◆ **SET PROBLEM 1**: Summarize the Fascination Records article in two sentences.

- Parent company: Universal Music Group
- Founded: 2006
- Status: inactive
- Distributors: Interscope-Geffen-A&M (In the US) Polydor Records (Outside the USA)
- Genre: Various
- Country of origin: UK

= Fascination Records =

British record label

Fascination Records is a United Kingdom-based record label, owned by Universal Music Group, and operated as an imprint of Polydor Records. The label was launched in spring of 2006, and is managed by former TOTP Magazine editor Peter Loraine.

In 2010, Loraine announced he is setting up a management company, Fascination Management, while Fascination Records will continue as an imprint until 2014.

==Main artists==

===Pre-established artists===

- Girls Aloud
Having become the first all-girl group ever to score 20 consecutive Top 10 hits with their first set of releases (as part of Polydor), Girls Aloud are one of the most successful girls bands in the UK with all albums being certified platinum and having 4 number one singles. Girls Aloud moved to Fascination for the release of their greatest hits album The Sound of Girls Aloud which went quadruple platinum and selling over million copies in the UK, and its preceding singles "Something Kinda Ooooh" (no. 3), "I Think We're Alone Now" (no. 4) and non-album/Comic Relief single "Walk This Way" with Sugababes (no. 1). Their 4th studio album, Tangled Up was released on this label on 19 November 2007, and featured their 16th single, "Sexy! No, No, No..." (which reached no. 5), their 17th single, "Call the Shots", (which reached no. 3) and their 18th single, "Can't Speak French", (which reached no. 9). The girls' 5th studio album Out of Control, and 6th overall, was released via this label on 10 November 2008, and was preceded by their 19th single "The Promise", which was released on 20 October 2008. It entered at no. 1 on the UK singles charts, making it Girls Aloud's 19th consecutive top 10 hit and 4th no. 1 of their career. The second single from the album, "The Loving Kind" (co-written with the Pet Shop Boys) became their 20th consecutive top 10 hit upon its release in January 2009, and the final single, "Untouchable" was released on 27 April 2009 and became the group's first single to not reach the top ten in the UK, instead peaking at no. 11. The group got back together and released a new single, "Something New" for Children in Need which entered the charts at number 2. The group also released another greatest hits album entitled "Ten" which charted at number 9.

◆ **DATASET ROWS**:

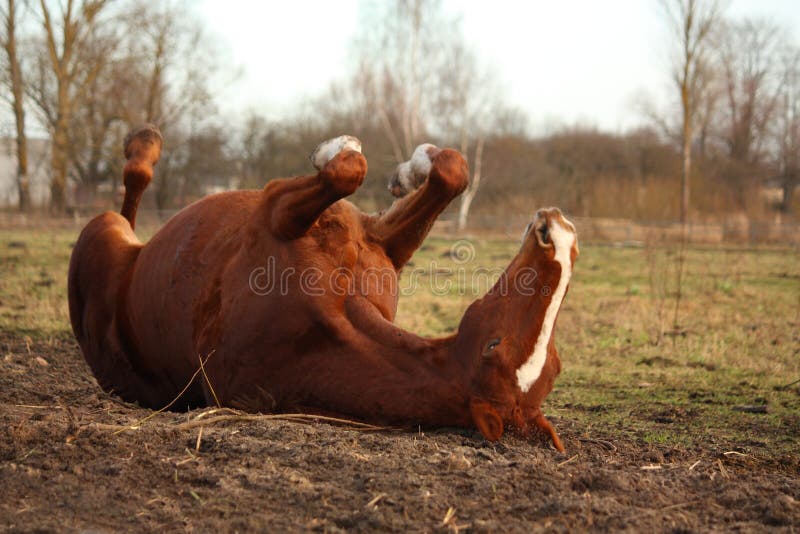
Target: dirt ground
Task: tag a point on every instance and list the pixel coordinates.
(64, 467)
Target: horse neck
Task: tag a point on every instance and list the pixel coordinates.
(414, 378)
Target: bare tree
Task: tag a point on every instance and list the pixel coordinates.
(14, 80)
(66, 70)
(748, 52)
(692, 22)
(788, 126)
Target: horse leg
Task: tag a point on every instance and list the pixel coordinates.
(292, 205)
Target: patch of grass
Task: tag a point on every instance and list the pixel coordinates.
(739, 342)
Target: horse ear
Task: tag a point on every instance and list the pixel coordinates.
(486, 419)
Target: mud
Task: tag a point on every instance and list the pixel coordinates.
(65, 467)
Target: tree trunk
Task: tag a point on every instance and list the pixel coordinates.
(686, 170)
(58, 185)
(789, 184)
(17, 96)
(469, 195)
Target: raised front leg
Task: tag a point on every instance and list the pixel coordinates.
(443, 175)
(293, 205)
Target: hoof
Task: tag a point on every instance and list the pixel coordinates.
(327, 150)
(143, 142)
(413, 173)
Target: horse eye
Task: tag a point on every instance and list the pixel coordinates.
(491, 346)
(545, 233)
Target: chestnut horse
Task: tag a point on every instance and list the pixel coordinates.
(289, 294)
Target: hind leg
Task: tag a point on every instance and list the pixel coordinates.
(443, 175)
(293, 205)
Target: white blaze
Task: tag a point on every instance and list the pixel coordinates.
(530, 370)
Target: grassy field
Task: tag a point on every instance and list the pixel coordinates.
(627, 366)
(684, 419)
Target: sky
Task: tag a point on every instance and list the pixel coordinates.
(563, 62)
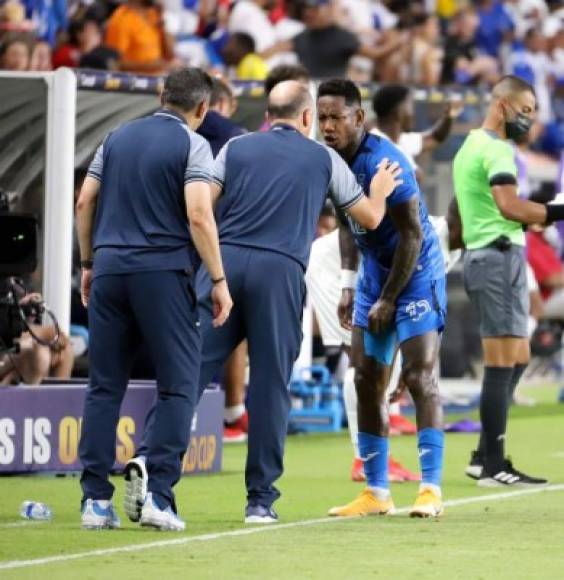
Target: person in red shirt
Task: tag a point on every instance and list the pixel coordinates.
(549, 272)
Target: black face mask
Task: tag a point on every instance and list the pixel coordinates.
(518, 127)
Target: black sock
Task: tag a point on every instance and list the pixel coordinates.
(493, 414)
(517, 374)
(518, 371)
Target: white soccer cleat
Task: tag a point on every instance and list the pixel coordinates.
(136, 478)
(99, 515)
(164, 520)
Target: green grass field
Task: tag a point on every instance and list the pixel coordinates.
(519, 536)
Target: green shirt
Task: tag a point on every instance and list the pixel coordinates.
(481, 157)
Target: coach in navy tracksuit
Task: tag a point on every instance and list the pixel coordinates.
(273, 187)
(148, 179)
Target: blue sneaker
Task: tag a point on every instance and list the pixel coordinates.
(136, 480)
(99, 514)
(154, 517)
(259, 514)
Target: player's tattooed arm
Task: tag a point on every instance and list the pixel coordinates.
(406, 219)
(349, 263)
(454, 222)
(347, 245)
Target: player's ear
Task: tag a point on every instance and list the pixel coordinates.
(360, 117)
(307, 118)
(202, 109)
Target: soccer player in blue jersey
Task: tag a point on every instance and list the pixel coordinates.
(400, 302)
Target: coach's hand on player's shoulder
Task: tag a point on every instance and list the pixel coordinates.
(345, 308)
(222, 303)
(386, 178)
(381, 315)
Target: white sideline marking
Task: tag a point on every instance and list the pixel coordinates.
(21, 524)
(254, 530)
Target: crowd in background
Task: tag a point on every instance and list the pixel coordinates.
(423, 43)
(419, 43)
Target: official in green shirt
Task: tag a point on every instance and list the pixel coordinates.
(492, 216)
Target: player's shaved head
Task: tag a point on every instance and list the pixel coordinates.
(288, 100)
(510, 86)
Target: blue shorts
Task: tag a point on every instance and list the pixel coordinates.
(420, 308)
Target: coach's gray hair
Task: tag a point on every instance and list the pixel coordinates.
(288, 100)
(187, 88)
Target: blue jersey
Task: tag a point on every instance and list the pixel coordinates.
(379, 246)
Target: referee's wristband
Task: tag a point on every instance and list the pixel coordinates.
(554, 213)
(348, 279)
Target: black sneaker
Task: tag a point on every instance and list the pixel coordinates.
(510, 477)
(476, 466)
(260, 514)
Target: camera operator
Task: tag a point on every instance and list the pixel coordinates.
(44, 351)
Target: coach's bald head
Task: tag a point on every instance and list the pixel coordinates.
(290, 103)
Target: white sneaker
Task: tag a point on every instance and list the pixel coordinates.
(99, 514)
(136, 478)
(164, 520)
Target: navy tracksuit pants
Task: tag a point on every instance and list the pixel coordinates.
(161, 308)
(268, 292)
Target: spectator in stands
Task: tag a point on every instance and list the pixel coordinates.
(548, 270)
(239, 52)
(285, 73)
(325, 48)
(462, 63)
(531, 63)
(217, 128)
(41, 59)
(13, 17)
(495, 27)
(49, 16)
(393, 107)
(68, 53)
(94, 53)
(136, 31)
(15, 54)
(84, 47)
(526, 14)
(552, 140)
(557, 51)
(251, 17)
(426, 55)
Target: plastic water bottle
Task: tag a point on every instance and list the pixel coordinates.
(32, 510)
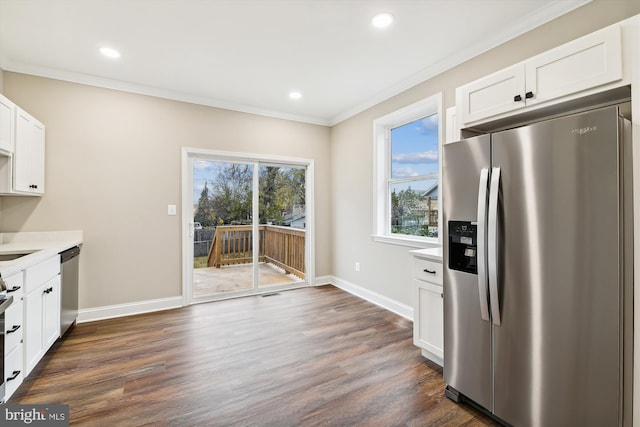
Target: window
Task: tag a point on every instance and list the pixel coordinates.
(407, 174)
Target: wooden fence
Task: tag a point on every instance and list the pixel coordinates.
(281, 246)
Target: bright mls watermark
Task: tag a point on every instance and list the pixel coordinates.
(35, 415)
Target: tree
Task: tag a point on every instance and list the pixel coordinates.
(232, 194)
(204, 211)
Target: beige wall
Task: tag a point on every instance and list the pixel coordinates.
(113, 164)
(386, 269)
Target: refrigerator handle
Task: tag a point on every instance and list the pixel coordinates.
(482, 244)
(492, 245)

◆ **SET PROBLEM 2**: Reproduce the records word for word, starting at the line that contains "Target: wooden fence" and ending at the final line of the records.

◆ **ANSWER 1**: Fascination Records is a UK-based record label owned by Universal Music Group and run as an imprint of Polydor Records; it launched in spring 2006 under the management of former TOTP Magazine editor Peter Loraine. Girls Aloud moved to the label for their greatest hits album The Sound of Girls Aloud and later released their studio albums Tangled Up and Out of Control through it.

◆ **ANSWER 2**:
Target: wooden fence
Task: tag a point on every instance and list the pixel coordinates.
(281, 246)
Target: bright mls watermark
Task: tag a point on every instance and list the pixel coordinates.
(35, 415)
Target: tree
Task: tag a point on every instance and list the pixel coordinates.
(232, 194)
(204, 211)
Target: beige wall
Task: tag a point on every instance and list the pixel coordinates.
(113, 164)
(386, 269)
Target: refrigerator handle
Task: tag a point on every instance and list the pixel coordinates.
(482, 244)
(492, 245)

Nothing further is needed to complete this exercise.